Document segment.
______________________________
Kingman Lake - Deaths and Accidents

Deaths and Accidents

Deaths and accidents in and around Kingman Lake have unfortunately been numerous. The first confirmed death in Kingman Lake occurred on August 5, 1937, when William O'Bryant, a 19-year-old African American youth, drowned in the lake in front of two friends after diving from a fishing boat. Over the next four decades, at least 31 people drowned in the lake.

Some of the more unusual accidents and deaths involving the lake include:

  • On January 22, 1943, a two-engine U.S. Army Air Corps transport plane piloted by Brigadier General Luther S. Smith crashed in Kingman Lake after its engines failed shortly after takeoff at Bolling Air Force Base. Neither Smith nor the four enlisted men traveling with him were injured.
  • The body of a male transvestite, still wearing women's clothing, was found in Kingman Lake in July 1944. An investigation and autopsy revealed that the man committed suicide after leaping off Benning Bridge where it crossed the lake.
______________________________
Data items:

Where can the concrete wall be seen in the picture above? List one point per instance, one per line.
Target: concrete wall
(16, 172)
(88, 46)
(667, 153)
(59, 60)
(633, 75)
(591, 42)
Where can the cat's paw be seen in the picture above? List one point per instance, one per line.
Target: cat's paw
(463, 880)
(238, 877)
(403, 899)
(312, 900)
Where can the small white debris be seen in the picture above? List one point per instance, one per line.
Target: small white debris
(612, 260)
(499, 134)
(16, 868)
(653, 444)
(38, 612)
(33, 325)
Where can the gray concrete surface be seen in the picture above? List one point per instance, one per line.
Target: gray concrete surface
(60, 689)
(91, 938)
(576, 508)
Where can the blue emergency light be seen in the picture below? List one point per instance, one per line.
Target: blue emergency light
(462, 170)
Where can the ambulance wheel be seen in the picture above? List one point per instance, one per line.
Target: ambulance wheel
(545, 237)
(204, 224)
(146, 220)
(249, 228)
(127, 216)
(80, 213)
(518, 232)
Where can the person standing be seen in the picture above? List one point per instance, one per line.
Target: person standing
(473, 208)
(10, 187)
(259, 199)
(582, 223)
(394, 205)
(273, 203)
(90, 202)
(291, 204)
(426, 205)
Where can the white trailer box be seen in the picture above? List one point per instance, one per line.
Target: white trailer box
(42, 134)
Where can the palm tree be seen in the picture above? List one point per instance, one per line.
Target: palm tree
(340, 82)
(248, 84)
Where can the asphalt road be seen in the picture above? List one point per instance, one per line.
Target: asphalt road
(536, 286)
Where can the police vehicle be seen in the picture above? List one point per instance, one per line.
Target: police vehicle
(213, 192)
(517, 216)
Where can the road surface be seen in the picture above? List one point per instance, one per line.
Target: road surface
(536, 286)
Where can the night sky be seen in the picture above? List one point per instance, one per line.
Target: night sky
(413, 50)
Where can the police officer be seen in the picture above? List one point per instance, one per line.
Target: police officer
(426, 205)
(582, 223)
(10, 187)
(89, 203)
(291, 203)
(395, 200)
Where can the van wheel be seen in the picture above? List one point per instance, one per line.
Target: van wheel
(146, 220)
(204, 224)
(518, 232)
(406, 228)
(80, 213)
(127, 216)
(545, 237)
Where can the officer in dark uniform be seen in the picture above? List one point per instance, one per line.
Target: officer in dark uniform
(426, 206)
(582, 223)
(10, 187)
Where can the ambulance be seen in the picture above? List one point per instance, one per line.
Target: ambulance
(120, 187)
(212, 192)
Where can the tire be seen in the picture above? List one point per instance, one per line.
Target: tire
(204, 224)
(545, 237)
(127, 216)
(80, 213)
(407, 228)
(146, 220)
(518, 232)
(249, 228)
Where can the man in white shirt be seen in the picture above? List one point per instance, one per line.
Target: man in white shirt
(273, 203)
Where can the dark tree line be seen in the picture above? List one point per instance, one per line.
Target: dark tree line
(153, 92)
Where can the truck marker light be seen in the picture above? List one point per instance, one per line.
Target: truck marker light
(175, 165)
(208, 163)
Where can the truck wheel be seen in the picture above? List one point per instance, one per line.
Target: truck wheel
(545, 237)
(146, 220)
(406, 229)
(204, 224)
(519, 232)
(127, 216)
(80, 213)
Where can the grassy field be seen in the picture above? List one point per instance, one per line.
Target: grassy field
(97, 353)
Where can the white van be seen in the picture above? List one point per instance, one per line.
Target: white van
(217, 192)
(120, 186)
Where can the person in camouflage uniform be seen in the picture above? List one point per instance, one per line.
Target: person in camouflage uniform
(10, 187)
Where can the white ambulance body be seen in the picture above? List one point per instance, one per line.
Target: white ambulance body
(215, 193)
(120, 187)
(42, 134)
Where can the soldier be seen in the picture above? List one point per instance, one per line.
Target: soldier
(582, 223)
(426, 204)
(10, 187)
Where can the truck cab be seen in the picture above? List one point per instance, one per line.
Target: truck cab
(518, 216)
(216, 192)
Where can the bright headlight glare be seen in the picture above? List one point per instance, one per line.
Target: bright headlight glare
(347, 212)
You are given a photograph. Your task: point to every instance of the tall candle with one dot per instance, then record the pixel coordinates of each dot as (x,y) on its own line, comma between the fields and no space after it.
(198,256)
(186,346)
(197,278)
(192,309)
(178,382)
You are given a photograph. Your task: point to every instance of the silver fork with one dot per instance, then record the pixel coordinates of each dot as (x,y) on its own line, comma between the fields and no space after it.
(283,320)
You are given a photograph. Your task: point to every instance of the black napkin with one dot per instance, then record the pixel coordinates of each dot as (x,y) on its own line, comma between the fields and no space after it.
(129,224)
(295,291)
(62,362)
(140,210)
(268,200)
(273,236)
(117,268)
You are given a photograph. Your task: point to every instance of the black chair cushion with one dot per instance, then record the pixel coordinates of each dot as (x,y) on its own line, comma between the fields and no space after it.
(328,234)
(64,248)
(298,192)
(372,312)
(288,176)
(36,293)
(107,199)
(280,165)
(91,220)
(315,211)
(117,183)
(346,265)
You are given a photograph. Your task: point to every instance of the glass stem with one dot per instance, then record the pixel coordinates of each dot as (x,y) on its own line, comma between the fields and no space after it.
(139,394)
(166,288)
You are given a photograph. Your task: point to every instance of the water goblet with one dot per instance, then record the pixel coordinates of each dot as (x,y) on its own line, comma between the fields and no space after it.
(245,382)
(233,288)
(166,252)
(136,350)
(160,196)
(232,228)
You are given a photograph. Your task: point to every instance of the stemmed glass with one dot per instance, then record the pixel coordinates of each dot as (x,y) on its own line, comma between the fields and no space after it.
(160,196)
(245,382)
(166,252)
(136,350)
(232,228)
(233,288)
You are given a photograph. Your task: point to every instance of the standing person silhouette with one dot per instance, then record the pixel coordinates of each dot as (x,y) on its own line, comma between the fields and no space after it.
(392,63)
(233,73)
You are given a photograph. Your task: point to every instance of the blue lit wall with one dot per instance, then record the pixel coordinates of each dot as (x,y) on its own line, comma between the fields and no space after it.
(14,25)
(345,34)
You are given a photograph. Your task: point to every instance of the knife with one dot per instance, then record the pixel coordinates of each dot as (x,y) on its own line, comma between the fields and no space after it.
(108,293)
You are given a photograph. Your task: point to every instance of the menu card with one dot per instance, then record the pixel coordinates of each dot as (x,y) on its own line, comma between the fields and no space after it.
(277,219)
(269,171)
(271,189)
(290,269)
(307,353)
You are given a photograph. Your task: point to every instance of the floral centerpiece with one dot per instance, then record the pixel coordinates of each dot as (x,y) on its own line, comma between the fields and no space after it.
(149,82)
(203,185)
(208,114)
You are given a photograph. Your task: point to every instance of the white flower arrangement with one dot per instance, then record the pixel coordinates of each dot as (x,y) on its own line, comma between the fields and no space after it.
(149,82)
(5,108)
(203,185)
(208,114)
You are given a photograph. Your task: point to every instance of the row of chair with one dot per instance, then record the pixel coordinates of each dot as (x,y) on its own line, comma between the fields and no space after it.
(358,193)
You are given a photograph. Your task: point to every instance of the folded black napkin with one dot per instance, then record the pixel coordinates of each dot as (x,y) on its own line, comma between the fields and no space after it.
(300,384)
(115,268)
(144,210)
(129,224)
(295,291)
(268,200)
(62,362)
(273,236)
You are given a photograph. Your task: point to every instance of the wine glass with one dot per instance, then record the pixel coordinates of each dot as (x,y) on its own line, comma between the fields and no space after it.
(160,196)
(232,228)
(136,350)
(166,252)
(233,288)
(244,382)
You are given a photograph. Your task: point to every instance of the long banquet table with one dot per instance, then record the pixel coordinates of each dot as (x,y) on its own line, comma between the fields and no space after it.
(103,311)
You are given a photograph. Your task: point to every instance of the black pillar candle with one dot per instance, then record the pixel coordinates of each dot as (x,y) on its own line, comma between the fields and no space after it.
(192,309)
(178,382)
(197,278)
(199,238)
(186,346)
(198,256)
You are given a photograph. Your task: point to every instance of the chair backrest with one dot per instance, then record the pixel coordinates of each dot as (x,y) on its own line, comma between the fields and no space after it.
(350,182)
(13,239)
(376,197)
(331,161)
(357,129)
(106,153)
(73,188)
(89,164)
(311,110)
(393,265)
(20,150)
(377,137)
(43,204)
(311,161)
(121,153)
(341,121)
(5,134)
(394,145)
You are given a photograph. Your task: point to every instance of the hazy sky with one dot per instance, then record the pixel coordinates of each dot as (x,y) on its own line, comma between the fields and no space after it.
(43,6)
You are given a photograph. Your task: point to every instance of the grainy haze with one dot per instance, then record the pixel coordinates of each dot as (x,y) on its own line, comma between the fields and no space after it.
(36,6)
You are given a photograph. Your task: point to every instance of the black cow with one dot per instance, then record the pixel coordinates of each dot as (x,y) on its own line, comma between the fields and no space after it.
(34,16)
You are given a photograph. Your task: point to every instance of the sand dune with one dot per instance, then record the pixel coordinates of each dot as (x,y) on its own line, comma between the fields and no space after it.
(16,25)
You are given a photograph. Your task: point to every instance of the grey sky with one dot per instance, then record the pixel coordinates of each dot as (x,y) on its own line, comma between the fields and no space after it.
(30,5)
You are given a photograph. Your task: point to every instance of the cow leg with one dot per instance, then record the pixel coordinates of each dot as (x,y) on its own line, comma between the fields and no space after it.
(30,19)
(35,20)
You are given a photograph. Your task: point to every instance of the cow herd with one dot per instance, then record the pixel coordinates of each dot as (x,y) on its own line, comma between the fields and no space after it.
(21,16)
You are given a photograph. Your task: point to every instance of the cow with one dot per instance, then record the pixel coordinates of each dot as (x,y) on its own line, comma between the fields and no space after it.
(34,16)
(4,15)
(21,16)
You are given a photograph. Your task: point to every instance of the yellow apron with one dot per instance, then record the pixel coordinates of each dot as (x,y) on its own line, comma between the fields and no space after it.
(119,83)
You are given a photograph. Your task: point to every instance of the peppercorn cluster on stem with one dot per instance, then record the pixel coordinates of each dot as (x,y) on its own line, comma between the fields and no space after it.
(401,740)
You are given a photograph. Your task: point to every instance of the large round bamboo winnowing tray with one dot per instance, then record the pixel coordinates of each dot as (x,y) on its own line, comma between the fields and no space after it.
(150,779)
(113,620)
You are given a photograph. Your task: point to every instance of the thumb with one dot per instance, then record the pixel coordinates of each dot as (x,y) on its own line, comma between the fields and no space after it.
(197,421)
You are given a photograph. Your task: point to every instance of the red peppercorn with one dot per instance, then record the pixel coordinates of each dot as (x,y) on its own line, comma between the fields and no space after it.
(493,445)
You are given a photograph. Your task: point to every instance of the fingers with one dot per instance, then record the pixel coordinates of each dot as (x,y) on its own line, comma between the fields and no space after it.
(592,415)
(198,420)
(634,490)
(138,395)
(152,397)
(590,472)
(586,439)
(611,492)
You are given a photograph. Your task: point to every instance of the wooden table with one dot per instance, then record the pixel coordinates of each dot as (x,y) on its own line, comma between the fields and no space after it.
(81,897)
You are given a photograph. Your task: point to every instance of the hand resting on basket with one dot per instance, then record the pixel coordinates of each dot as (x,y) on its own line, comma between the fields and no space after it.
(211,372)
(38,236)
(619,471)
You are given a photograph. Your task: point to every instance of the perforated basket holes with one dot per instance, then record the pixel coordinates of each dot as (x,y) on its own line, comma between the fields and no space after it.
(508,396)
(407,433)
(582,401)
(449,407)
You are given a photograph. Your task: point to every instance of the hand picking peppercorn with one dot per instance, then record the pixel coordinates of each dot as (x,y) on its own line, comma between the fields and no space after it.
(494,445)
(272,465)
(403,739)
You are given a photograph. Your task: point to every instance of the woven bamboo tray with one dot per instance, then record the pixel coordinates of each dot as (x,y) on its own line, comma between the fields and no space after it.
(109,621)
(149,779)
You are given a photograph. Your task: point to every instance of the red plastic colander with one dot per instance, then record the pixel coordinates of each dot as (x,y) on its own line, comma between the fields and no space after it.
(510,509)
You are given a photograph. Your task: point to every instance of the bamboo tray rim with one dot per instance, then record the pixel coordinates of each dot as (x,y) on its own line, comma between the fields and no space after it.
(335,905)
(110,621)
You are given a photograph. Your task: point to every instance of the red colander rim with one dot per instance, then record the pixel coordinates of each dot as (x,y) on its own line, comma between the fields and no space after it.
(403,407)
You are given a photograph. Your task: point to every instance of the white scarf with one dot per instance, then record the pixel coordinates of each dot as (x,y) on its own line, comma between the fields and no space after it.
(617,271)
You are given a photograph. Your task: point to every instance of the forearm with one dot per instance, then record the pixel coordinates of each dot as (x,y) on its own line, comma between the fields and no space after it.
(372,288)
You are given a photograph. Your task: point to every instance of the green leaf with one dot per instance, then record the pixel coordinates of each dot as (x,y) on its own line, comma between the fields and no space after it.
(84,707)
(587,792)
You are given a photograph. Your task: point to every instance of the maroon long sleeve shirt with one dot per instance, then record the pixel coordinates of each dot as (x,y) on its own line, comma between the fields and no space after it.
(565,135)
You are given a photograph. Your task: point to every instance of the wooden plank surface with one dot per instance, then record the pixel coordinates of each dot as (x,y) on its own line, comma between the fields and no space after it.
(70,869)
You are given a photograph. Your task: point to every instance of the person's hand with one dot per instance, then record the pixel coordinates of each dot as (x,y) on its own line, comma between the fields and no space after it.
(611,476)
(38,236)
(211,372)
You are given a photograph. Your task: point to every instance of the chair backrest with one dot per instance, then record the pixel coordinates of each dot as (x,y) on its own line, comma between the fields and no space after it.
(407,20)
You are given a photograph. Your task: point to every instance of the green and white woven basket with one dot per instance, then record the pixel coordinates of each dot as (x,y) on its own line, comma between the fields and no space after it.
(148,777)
______________________________
Tasks and exercises.
1) Using the Kingman Lake passage on deaths and accidents, decide whether each statement below agrees with it. Give yes or no for each, with the deciding words from the passage quoted exactly. (a) The first confirmed death in the lake followed a dive from a fishing boat. (b) Brigadier General Luther S. Smith was hurt when his plane crashed in the lake. (c) The transport plane's engines failed soon after it took off from Bolling Air Force Base.
2) Resume the Kingman Lake passage on deaths and accidents, starting after its last sentence.

Answers by task.
1)
(a) Yes: "drowned in the lake in front of two friends after diving from a fishing boat."
(b) No: "Neither Smith nor the four enlisted men traveling with him were injured."
(c) Yes: "crashed in Kingman Lake after its engines failed shortly after takeoff at Bolling Air Force Base."

2)
  • Four teenage boys drowned in Kingman Lake in June 1951 after a high-speed police chase. The four had stolen several cakes from a local bakery and were attempting to flee from police in a stolen vehicle. The driver lost control of the automobile, which plunged from Benning Bridge into Kingman Lake.
  • A seven-year-old boy, which the local media dubbed the "Cold Crusoe" (after the fictional shipwrecked character of Robinson Crusoe), was rescued from Island No. 3 in Kingman Lake in February 1956. The boy allegedly swam to the island using a log as a raft. With no sign of a boat, police believed the boy had drowned. After several days, the police finally located the child (who revealed how he got to the island).
  • A 13-year-old boy in a stolen automobile plunged into Kingman Lake in 1959 while being chased by police. The boy later said he had no idea the lake was there.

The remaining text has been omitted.